> _Instructions to follow_
Pick out each line in the items below that contains the word "passenger", and copy those lines.
## begin
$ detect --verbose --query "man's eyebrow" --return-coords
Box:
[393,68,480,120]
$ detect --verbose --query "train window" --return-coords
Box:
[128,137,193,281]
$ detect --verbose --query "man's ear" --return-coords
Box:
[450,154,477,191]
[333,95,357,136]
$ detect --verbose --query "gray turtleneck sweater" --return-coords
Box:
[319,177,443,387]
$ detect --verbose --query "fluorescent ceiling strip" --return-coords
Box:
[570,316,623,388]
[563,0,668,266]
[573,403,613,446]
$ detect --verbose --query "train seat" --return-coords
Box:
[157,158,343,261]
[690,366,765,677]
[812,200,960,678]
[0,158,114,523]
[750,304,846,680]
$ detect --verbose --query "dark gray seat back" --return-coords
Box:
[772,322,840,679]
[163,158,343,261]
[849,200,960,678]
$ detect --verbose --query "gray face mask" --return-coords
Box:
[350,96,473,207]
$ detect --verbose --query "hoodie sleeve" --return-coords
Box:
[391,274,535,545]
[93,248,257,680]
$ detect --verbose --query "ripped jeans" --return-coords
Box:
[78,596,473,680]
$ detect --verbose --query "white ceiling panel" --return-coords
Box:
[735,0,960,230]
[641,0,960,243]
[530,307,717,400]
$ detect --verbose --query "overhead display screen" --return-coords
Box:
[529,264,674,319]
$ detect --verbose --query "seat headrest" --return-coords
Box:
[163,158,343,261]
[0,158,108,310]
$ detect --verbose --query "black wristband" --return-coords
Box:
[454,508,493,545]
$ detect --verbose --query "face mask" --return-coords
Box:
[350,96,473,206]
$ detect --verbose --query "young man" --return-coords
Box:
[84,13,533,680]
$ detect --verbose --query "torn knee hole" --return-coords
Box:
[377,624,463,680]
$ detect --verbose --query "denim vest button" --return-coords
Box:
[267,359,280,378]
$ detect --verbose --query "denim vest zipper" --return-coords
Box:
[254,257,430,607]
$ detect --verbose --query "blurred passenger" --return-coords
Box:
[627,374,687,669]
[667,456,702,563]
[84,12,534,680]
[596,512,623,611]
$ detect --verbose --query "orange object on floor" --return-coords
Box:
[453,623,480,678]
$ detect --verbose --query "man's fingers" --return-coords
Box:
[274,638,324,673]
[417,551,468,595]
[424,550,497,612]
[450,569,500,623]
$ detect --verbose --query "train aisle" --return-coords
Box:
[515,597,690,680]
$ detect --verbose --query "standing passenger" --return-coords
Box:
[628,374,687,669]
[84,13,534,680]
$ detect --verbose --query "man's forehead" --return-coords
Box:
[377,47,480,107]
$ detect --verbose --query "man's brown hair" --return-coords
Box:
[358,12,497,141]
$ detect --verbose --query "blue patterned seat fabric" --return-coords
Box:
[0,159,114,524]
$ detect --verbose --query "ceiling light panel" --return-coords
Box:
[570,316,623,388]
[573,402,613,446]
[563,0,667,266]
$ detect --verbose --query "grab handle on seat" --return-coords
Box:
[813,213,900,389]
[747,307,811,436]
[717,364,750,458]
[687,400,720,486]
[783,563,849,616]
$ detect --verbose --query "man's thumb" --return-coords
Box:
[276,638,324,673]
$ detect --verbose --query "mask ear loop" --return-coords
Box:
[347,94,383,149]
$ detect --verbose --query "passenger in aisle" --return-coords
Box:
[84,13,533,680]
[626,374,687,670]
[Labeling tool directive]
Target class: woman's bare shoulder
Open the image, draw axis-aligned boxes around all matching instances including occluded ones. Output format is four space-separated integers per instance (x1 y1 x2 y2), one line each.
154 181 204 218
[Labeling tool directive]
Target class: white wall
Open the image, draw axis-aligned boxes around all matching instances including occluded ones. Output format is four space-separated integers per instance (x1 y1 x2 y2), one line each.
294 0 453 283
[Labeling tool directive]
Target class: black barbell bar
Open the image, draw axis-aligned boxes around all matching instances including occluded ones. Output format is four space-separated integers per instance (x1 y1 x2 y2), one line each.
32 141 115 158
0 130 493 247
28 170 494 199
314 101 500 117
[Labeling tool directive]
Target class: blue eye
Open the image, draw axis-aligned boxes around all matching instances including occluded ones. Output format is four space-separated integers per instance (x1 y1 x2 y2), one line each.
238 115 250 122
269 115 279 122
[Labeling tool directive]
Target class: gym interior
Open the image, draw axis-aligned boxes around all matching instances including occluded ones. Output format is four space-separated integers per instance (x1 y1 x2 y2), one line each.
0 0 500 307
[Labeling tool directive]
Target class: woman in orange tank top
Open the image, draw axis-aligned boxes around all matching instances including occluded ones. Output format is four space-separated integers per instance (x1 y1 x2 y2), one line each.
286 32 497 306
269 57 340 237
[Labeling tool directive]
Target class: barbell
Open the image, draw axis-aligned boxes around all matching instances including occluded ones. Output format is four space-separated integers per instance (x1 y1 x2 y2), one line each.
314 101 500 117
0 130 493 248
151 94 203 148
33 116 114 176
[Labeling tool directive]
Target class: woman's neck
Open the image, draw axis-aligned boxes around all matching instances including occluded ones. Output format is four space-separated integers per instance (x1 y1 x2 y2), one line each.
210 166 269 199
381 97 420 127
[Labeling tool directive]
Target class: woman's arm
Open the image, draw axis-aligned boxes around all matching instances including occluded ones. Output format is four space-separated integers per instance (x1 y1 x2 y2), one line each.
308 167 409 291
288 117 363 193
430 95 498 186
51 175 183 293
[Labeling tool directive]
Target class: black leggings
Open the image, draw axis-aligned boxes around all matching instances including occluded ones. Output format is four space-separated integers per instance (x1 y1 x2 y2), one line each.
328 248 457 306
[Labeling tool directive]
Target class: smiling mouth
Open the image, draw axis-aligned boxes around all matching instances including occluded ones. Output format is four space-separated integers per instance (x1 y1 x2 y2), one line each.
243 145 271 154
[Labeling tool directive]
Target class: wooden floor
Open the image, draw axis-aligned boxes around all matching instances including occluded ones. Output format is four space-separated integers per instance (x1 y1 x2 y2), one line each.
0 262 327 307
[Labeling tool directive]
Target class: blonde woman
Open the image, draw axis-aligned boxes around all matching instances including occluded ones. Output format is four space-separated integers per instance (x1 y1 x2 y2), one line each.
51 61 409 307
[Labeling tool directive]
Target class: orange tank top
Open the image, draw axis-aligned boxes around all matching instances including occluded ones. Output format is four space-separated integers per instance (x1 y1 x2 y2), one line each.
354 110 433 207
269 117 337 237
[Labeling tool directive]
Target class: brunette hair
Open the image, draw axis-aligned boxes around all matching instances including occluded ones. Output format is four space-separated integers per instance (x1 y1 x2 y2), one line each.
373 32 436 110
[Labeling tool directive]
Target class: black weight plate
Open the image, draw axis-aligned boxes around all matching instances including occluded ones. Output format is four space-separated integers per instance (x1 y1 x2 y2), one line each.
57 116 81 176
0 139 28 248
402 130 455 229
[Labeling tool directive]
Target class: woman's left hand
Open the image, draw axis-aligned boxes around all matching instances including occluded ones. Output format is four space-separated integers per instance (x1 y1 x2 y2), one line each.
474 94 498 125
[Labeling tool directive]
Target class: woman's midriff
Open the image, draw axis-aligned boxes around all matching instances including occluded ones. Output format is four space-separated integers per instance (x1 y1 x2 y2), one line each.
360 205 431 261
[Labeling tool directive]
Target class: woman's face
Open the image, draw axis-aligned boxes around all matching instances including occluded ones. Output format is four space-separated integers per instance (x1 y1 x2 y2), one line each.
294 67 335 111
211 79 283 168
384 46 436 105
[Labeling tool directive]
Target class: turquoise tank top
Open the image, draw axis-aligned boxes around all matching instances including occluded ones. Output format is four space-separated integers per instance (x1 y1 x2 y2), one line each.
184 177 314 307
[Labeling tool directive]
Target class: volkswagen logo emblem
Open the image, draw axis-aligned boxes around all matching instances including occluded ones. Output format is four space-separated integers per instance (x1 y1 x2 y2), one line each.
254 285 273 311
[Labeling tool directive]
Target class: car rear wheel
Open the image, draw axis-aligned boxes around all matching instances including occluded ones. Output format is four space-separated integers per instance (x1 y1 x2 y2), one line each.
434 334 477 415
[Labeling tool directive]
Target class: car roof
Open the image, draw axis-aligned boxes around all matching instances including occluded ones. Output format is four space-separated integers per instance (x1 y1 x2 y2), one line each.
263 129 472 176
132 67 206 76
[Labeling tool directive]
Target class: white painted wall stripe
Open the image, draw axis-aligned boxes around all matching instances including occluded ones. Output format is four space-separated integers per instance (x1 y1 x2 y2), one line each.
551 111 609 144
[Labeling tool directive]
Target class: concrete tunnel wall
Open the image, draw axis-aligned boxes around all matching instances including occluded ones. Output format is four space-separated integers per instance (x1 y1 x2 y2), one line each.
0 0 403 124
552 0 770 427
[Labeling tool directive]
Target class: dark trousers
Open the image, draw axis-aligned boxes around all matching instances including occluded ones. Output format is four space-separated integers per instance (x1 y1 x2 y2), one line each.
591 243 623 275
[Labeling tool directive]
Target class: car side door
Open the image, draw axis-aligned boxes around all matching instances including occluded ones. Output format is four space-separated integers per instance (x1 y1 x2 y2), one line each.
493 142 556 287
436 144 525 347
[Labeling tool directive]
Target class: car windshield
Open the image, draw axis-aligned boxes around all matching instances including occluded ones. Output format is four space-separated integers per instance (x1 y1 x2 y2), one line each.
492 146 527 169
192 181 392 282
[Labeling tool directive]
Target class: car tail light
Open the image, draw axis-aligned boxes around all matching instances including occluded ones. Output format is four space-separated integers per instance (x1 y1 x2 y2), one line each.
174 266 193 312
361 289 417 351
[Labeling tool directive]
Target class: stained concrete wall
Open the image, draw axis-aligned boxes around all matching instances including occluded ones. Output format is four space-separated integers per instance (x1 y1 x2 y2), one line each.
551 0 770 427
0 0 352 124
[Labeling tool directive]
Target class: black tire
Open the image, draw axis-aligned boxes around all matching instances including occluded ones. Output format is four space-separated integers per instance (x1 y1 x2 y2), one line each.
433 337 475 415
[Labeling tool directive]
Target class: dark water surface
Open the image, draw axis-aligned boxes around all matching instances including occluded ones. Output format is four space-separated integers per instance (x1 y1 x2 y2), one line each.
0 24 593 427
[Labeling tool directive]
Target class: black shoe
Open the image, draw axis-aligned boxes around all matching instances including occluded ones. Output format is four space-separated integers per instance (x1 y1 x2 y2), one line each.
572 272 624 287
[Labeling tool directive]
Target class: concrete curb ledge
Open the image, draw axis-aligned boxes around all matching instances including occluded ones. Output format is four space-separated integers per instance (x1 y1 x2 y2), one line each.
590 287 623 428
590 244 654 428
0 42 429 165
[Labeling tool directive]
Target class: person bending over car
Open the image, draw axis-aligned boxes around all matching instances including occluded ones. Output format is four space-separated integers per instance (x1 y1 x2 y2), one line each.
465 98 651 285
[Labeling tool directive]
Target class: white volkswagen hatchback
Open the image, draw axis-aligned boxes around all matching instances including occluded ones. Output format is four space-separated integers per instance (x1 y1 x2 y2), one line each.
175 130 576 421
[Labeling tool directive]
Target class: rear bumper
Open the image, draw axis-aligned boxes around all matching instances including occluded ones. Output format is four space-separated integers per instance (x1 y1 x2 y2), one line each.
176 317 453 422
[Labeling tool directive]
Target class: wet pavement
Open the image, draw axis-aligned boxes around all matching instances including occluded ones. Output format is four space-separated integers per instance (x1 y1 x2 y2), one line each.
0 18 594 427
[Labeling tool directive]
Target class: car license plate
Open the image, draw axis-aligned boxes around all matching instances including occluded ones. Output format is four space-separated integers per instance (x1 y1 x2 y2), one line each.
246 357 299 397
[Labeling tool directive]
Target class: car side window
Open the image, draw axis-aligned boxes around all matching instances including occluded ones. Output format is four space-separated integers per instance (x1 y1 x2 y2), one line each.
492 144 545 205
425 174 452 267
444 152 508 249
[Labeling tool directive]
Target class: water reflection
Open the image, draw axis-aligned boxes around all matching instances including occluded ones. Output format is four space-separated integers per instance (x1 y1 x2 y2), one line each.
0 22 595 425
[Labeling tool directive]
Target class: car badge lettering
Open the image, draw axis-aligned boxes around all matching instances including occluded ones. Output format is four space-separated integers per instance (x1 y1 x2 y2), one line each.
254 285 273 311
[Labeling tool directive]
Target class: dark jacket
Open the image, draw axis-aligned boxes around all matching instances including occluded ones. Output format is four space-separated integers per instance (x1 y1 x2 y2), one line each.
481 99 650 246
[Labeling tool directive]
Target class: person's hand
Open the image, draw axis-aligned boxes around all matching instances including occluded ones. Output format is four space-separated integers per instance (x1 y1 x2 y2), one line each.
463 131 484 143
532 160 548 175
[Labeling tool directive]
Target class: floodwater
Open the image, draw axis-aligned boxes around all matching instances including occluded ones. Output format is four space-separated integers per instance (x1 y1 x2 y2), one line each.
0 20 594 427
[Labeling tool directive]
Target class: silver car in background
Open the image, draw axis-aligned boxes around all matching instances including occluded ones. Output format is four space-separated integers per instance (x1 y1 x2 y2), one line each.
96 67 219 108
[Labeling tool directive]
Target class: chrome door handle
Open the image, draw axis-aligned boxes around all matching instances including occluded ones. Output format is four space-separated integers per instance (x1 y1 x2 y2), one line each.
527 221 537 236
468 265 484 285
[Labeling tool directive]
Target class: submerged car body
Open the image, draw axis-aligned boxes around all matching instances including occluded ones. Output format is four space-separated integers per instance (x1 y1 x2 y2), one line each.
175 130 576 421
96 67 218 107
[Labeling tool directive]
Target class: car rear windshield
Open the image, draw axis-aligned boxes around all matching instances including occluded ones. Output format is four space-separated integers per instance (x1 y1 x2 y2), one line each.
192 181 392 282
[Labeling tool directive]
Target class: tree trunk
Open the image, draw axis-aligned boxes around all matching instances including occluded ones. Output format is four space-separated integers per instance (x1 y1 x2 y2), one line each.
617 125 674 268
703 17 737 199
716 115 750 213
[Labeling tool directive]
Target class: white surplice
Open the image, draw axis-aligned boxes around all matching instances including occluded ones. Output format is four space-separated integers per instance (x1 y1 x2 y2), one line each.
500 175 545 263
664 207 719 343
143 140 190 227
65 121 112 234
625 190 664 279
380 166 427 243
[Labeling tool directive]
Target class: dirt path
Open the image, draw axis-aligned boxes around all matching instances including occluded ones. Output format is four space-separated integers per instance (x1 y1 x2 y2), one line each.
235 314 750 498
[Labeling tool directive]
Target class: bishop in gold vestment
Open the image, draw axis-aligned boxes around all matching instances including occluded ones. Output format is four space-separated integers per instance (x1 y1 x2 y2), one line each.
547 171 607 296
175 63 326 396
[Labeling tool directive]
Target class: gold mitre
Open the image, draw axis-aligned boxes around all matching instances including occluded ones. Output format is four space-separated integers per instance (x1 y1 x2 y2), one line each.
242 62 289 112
## end
> _Answer for the task_
$ detect --verbose --query "blurred passenger" --return-coords
$ detect --verbose --query "standing passenger" --return-coords
$ detect --verbose --query "passenger in aisle" --return-coords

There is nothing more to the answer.